[Point annotation records]
----

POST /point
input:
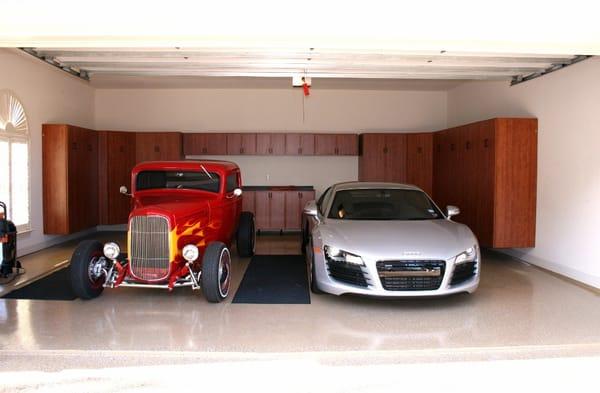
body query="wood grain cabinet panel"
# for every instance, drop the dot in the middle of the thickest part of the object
(336, 144)
(488, 169)
(241, 144)
(117, 155)
(299, 144)
(268, 144)
(70, 178)
(419, 161)
(158, 146)
(195, 144)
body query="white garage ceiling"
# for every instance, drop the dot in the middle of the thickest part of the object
(312, 62)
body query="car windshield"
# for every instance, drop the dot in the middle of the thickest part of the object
(205, 181)
(383, 204)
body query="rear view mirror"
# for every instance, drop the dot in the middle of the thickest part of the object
(310, 209)
(452, 211)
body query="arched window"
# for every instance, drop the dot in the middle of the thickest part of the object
(14, 160)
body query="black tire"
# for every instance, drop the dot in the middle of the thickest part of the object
(246, 236)
(81, 283)
(213, 284)
(314, 287)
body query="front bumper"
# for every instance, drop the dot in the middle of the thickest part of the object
(374, 286)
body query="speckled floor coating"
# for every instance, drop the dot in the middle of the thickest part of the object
(519, 311)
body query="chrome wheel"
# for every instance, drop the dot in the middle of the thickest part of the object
(224, 272)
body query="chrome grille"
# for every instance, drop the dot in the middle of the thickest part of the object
(149, 248)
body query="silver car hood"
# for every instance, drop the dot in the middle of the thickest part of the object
(389, 240)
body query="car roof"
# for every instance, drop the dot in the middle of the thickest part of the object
(192, 165)
(353, 185)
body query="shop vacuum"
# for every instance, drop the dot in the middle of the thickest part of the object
(9, 266)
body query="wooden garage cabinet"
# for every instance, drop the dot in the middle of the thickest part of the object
(277, 208)
(397, 157)
(336, 144)
(299, 144)
(116, 159)
(207, 143)
(70, 178)
(489, 170)
(270, 144)
(241, 144)
(157, 146)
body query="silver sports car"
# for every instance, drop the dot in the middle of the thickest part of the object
(389, 240)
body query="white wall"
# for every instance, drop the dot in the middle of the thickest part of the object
(274, 110)
(48, 96)
(567, 105)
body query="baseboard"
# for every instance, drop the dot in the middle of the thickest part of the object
(574, 274)
(65, 238)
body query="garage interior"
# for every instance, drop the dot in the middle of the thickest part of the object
(509, 137)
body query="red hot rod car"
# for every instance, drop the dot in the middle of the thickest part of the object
(185, 215)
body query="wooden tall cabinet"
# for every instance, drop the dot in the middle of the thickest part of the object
(158, 146)
(70, 178)
(489, 170)
(116, 159)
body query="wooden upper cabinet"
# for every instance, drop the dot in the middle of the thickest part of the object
(419, 161)
(336, 144)
(241, 144)
(158, 146)
(70, 178)
(195, 144)
(299, 144)
(268, 144)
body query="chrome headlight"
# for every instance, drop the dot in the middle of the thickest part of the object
(111, 250)
(190, 252)
(469, 255)
(338, 255)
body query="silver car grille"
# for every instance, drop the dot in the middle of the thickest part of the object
(149, 248)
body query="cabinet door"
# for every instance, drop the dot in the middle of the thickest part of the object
(292, 209)
(241, 144)
(248, 200)
(346, 145)
(395, 158)
(158, 146)
(419, 160)
(325, 144)
(277, 208)
(300, 144)
(262, 209)
(120, 158)
(204, 144)
(371, 161)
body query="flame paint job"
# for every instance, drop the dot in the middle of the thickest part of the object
(194, 216)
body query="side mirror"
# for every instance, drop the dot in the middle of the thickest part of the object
(452, 211)
(310, 209)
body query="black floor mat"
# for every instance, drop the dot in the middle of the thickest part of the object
(56, 286)
(274, 279)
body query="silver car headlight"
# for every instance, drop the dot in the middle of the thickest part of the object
(338, 255)
(469, 255)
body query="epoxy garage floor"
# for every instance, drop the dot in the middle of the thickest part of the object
(519, 311)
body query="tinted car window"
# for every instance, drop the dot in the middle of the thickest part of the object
(383, 204)
(231, 182)
(205, 181)
(322, 199)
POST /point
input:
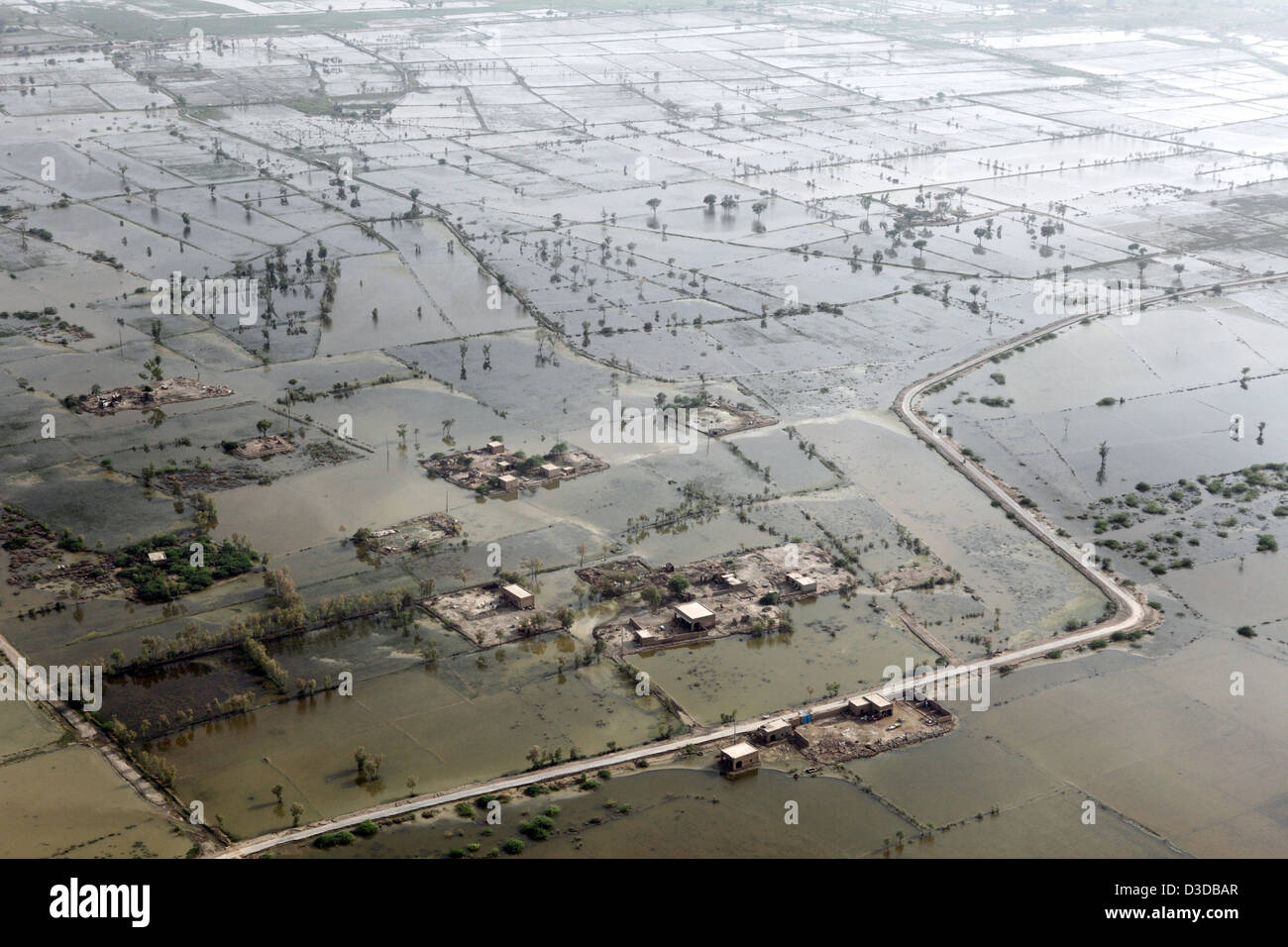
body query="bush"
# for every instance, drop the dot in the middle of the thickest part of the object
(333, 839)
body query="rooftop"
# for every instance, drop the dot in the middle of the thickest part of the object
(694, 611)
(738, 751)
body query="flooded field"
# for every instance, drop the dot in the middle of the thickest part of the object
(734, 232)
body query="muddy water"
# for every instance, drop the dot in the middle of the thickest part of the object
(445, 725)
(1001, 562)
(745, 676)
(677, 812)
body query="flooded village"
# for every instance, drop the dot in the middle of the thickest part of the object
(601, 412)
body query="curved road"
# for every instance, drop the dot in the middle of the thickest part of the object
(1129, 615)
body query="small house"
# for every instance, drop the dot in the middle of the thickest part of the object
(773, 731)
(880, 706)
(803, 582)
(695, 615)
(518, 596)
(739, 758)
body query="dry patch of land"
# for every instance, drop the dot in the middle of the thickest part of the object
(492, 471)
(918, 575)
(141, 397)
(484, 616)
(711, 598)
(262, 447)
(410, 535)
(58, 565)
(848, 737)
(719, 418)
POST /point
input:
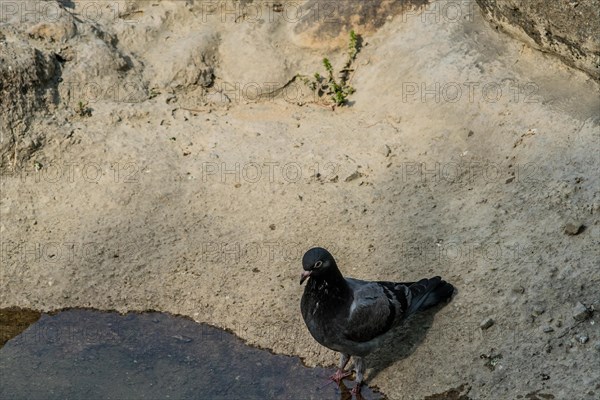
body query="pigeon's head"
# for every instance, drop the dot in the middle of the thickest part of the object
(317, 261)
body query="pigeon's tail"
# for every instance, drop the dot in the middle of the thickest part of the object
(429, 292)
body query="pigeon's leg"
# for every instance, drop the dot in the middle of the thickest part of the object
(340, 374)
(359, 366)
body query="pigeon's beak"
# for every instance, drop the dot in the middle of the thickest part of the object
(303, 276)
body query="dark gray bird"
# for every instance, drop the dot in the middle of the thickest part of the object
(352, 316)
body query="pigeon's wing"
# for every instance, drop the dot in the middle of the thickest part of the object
(375, 309)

----

_Written request_: Using the material above, return every line exactly as it appears, minus the pictures.

_Solution_:
POST /point
input:
body query="wood grain cabinet panel"
# for every instance, drop the dot in the middle of the thickest part of the object
(336, 144)
(488, 169)
(241, 144)
(117, 155)
(299, 144)
(268, 144)
(70, 178)
(419, 161)
(158, 146)
(195, 144)
body query="white garage ceiling"
# for every instance, drop the dot in the middle of the thickest part of the object
(312, 62)
body query="car windshield"
# for every instance, drop the dot in the middle of the thickest part of the object
(205, 181)
(383, 204)
body query="rear view mirror"
# for every instance, drop the dot in the middle of the thickest part of the object
(310, 209)
(452, 211)
body query="arched window"
# for every instance, drop the dot in the middle of the thickest part of the object
(14, 160)
body query="black tire"
# for every instance, drop the dot in the middle of the thickest part of the object
(246, 236)
(81, 283)
(213, 284)
(314, 287)
body query="front bumper"
# for every instance, drop the dot in the middle of the thickest part of the object
(374, 286)
body query="speckled floor coating"
# for every instance, drop the dot in the middle of the thickest part of the object
(519, 311)
body query="chrome wheel"
# for every instance, drop the dot in the middle of the thickest part of the object
(224, 272)
body query="chrome grille"
# for every instance, drop the dot in the middle of the thickest part of the object
(149, 248)
body query="silver car hood"
# for every instance, drop the dot in the middle of the thickest part of the object
(389, 240)
body query="car roof"
# for every instance, drop the dot in the middle of the thickest part of the object
(192, 165)
(353, 185)
body query="shop vacuum"
# for every instance, drop the dot in the middle of the thickest part of the object
(9, 266)
body query="wooden garage cabinet"
# for every instance, drop the dot in the middle of the thickest part of the object
(277, 208)
(397, 157)
(336, 144)
(299, 144)
(116, 159)
(207, 143)
(70, 178)
(489, 170)
(270, 144)
(241, 144)
(157, 146)
body query="silver sports car"
# for every instance, drop the dot in the middle of the thickest part of the object
(389, 240)
body query="white wall"
# for every instance, drop the dot in the middle of the thickest part of the object
(274, 110)
(48, 96)
(567, 105)
body query="baseboard"
# for every instance, drop the dot in the middle of the thickest part of the object
(574, 274)
(65, 238)
body query="garage interior"
# for every instance, drop the dot in the middle of the thickest part of the object
(509, 137)
body query="red hot rod car"
# for every instance, drop the dot in the middle of the thickest part of the object
(185, 215)
body query="wooden tall cabinet"
# for every instance, drop the dot in the middle of the thickest part of the object
(158, 146)
(70, 178)
(489, 170)
(116, 159)
body query="wooden upper cabinet"
# for every instance, drop the dot in the middle of the thickest part of the object
(419, 161)
(336, 144)
(241, 144)
(158, 146)
(70, 178)
(195, 144)
(299, 144)
(268, 144)
body query="chrome headlight"
# for every instance, drop the dot in the middle of the thickest part of the object
(111, 250)
(190, 252)
(469, 255)
(338, 255)
body query="silver car grille"
# for every instance, drop the dot in the middle of the thickest part of the object
(149, 248)
body query="cabinet door"
# for every instance, drop the dot in the middle of the thickest part of the object
(292, 209)
(241, 144)
(248, 200)
(346, 145)
(395, 158)
(158, 146)
(419, 160)
(325, 144)
(277, 208)
(300, 144)
(262, 209)
(120, 158)
(204, 144)
(371, 161)
body query="flame paint job"
# for every instance, drop the dot in the middle of the thickest part of the object
(194, 216)
body query="side mirror"
# for every instance, drop the dot in the middle of the thickest part of the object
(452, 211)
(310, 209)
body query="black floor mat"
# for every instance, drop the dot in the middle of the thickest part of the object
(56, 286)
(274, 279)
body query="silver car headlight"
# for every instance, drop the dot in the middle of the thickest part of the object
(338, 255)
(469, 255)
body query="epoxy garage floor"
# for every instance, drop the dot in the middle of the thickest part of the object
(519, 311)
body query="tinted car window"
# for every instance, drop the dot in the middle of the thickest part of the object
(383, 204)
(231, 182)
(205, 181)
(322, 199)
POST /point
input:
body query="bush"
# for every instance, drop the dot in the middle of the thickest part of the object
(333, 839)
body query="rooftop"
# for every instance, drop the dot in the middle of the thickest part of the object
(694, 611)
(738, 751)
body query="flooded field"
# for every instance, drop the dot in the middle of the thickest part of the object
(734, 232)
body query="muddy water"
# for every instance, drop the dot in the middle of the thickest part of the object
(445, 725)
(1001, 562)
(745, 676)
(677, 812)
body query="flooded village"
# for every instance, drop the dot in the middle of the thickest part of the object
(601, 412)
body query="curved road"
# for every instance, drop the dot in the middle of the thickest part of the object
(1129, 615)
body query="small house"
# for every instance, drop the dot in the middle of the thickest part of the object
(773, 731)
(880, 706)
(803, 582)
(695, 615)
(518, 596)
(739, 758)
body query="dry patch of land"
# for every instance, drop the dot in the middle of the thickest part of the object
(492, 471)
(918, 575)
(141, 397)
(484, 616)
(711, 598)
(262, 447)
(410, 535)
(58, 565)
(848, 737)
(719, 418)
POST /point
input:
body query="pigeon's head"
# for every instance, drop the dot in the middle of the thickest part of the object
(317, 261)
body query="pigeon's tail"
# for every instance, drop the dot in the middle of the thickest part of the object
(429, 292)
body query="pigeon's leg"
# for every instance, drop the dot in the middle of the thickest part of the object
(340, 374)
(359, 366)
body query="pigeon's beak"
# for every instance, drop the dot in the middle of the thickest part of the object
(303, 276)
body query="dark gray bird"
# for every instance, drop the dot in the middle of the thickest part of the object
(352, 316)
body query="pigeon's wing"
# for every instance, drop the dot in the middle of the thickest part of the object
(375, 309)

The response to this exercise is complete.